Suddenly there is a buzz of excitement about the US election here. I have been sporting my badges and my bumper stickers for a long time now, but there has not been much discussion out and about. During the primaries there was a lot of Pro-Hillary conversation because it was understood that of course she would be a friend of Ireland since her husband had been a friend of Ireland. Even if it that was true, there was no possibility that she might have her own mind about things. The issue of green cards and the recent US clamp-down on illegal residents was the other main thing to be considered about any candidate. Simon has great conversations with the pharmacist who is always on line hearing every Obama speech and knowing every detail of the entire election. He told us this week that Paddy Powers (the bookies) were already paying out on bets for an Obama victory. I am too anxious to be that certain! Three women in the opticiens were all in a state and said if he does not win, then it is a fix. They said it cannot be like the last election otherwise the world cannot respect the USA on any level.

29 October Wednesday

The road is still closed between here and Grange. People are driving all over the place to get small distances. I met the milk truck on a terrifyingly narrow bit of lane up past Tullaghmeelan yesterday. It was supposed to be one week of closure for this work, but it is more than two already. Someone told me they had driven the equivalent of going to Dublin and back twice. And this man doesn’t even drive.

27 October Monday

The big move around is still going on down at the shop. Now there is a huge empty space in the middle as you walk in. I told Martina that they could have a dance in that space. She said it was all ready for THE SEIGE OF VENICE. I had no idea what that could be. She told me that it is a dance done with lots of people at a wedding party, changing partners and making lines. I didn’t really understand it but now I hope to be invited to a wedding where it happens.

21 October Tuesday

The car broke down yesterday. I think it was the accelerator cable. It was a lot of trouble. A very nice man helped me and I eventually managed to get down in to the village at about two miles an hour. I got Veronica and her groceries home, and then John gave me and two big boxes of books a ride home. He even carried them down to the barn for me. He looked at our new very square wood pile and asked if that was wood for fuel or just for decoration. Today the tow truck picked up the car and took it to Mike. I can’t think how many times I have broken down in that car.
————
• [Assignment 1]:
According to the diary, what did the pharmacist say Paddy Powers was already doing?
• [Assignment 2]:
Please rewrite the diary paragraph beginning "The road is still closed" as a short list of its main facts.
Answer using only the diary above.
————
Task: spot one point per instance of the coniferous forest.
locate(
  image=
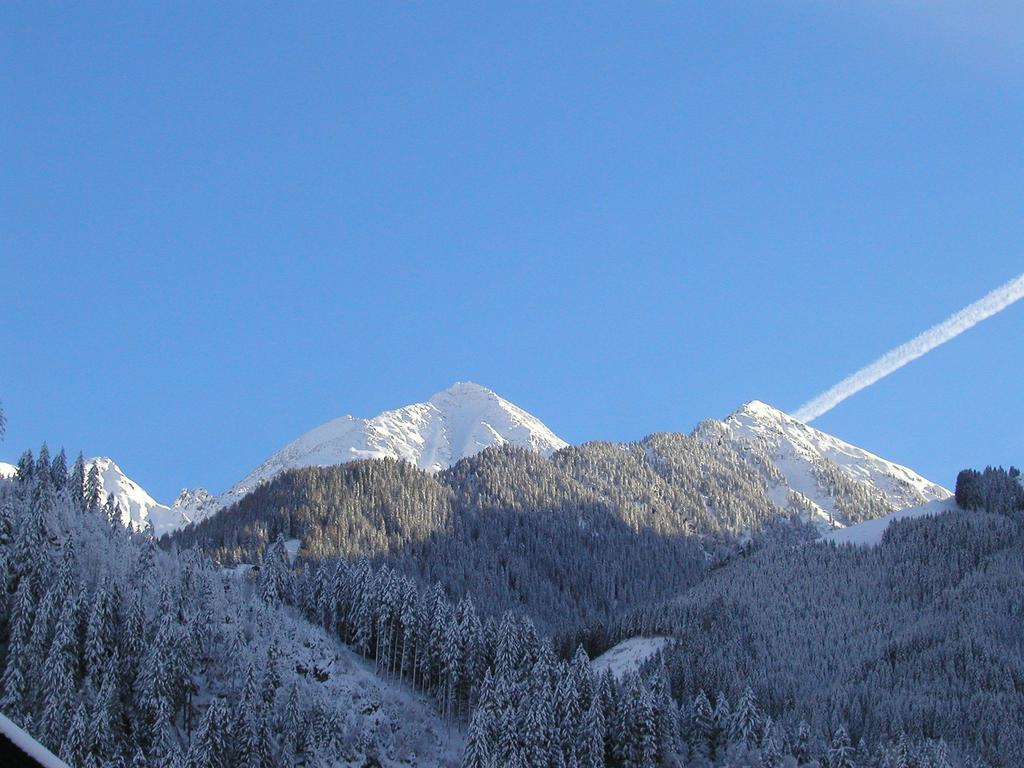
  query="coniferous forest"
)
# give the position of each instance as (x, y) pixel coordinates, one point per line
(366, 649)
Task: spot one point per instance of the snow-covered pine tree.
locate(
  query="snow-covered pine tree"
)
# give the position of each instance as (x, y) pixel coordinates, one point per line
(274, 573)
(77, 482)
(93, 489)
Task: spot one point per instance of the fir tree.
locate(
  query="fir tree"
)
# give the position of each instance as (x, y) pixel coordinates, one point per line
(93, 489)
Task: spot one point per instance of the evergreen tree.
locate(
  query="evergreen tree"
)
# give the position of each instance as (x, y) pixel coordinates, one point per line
(74, 744)
(58, 471)
(93, 489)
(274, 573)
(477, 752)
(77, 482)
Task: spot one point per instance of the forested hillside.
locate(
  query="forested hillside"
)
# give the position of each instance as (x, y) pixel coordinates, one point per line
(114, 652)
(921, 635)
(572, 540)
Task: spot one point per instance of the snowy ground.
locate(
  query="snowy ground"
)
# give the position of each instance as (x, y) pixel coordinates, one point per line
(29, 745)
(869, 532)
(628, 655)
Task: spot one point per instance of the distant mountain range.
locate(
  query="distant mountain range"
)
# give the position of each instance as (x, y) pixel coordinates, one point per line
(807, 472)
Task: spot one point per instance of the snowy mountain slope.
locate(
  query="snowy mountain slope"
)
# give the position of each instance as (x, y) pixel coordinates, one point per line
(138, 509)
(868, 534)
(628, 655)
(454, 424)
(832, 482)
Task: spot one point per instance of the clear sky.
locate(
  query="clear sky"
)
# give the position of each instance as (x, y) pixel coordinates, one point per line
(223, 224)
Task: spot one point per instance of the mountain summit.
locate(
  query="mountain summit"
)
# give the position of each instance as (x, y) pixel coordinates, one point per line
(825, 479)
(454, 424)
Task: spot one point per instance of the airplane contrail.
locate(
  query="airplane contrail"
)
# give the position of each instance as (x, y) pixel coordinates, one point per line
(966, 318)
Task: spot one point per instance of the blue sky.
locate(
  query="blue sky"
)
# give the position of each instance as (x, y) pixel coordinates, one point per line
(224, 225)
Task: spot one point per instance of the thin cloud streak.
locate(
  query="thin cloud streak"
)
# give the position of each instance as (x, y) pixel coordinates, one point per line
(894, 359)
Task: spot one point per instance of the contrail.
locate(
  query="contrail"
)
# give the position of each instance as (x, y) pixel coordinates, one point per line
(966, 318)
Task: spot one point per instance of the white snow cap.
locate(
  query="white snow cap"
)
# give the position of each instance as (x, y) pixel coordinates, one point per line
(454, 424)
(801, 454)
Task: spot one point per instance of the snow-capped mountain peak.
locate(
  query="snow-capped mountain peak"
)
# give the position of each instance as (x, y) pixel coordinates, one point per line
(453, 424)
(138, 509)
(829, 480)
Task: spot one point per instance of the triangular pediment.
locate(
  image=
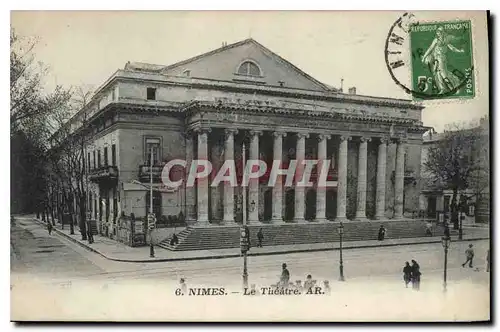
————
• [Written reply 1]:
Paying out on bets for an Obama victory.

• [Written reply 2]:
- The road between here and Grange is still closed.
- People are driving roundabout routes to cover small distances.
- The writer met the milk truck on a very narrow lane up past Tullaghmeelan.
- The closure was meant to last one week but has gone on more than two.
- One man said he had driven the equivalent of Dublin and back twice, though he doesn't even drive.